:: STORED DATA ::

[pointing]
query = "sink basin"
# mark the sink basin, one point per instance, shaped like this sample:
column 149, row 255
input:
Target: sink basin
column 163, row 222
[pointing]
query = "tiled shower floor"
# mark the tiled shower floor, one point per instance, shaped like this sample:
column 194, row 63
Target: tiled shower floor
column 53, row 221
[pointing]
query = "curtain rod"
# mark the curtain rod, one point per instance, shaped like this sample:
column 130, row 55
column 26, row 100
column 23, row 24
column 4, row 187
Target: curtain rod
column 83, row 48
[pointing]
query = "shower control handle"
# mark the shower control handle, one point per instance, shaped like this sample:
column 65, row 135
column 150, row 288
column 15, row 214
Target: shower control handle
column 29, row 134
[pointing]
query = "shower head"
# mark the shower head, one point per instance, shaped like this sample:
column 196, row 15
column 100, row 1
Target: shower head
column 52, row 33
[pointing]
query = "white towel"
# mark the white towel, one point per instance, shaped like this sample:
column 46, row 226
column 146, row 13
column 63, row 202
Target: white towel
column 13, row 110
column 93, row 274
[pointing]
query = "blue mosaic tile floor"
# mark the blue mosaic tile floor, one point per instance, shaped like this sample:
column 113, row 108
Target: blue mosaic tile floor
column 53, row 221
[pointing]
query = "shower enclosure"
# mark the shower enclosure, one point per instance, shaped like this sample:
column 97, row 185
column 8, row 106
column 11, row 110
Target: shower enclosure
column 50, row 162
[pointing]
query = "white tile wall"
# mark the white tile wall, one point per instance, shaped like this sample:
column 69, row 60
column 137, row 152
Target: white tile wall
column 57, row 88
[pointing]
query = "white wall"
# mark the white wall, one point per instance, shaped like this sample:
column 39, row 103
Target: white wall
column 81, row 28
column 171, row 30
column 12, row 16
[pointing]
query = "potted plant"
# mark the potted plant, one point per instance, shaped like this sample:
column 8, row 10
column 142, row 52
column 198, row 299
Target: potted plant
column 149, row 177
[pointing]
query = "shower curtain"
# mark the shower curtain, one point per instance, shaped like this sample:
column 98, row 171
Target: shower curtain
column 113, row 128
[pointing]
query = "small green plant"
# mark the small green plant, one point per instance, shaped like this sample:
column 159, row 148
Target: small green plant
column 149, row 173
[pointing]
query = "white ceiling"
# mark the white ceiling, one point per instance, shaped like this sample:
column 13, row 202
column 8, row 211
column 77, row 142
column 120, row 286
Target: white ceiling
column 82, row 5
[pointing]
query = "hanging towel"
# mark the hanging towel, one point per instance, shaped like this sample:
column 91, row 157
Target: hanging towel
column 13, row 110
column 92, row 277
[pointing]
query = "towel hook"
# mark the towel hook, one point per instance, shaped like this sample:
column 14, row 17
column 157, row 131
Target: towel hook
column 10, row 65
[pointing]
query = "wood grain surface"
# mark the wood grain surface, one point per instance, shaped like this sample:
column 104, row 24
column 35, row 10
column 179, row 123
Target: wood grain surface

:::

WHAT IS BEING ASKED: Examine the entries and report how many of their lines contain the string "wood", giving no more than the number.

PROBLEM SOLUTION: 3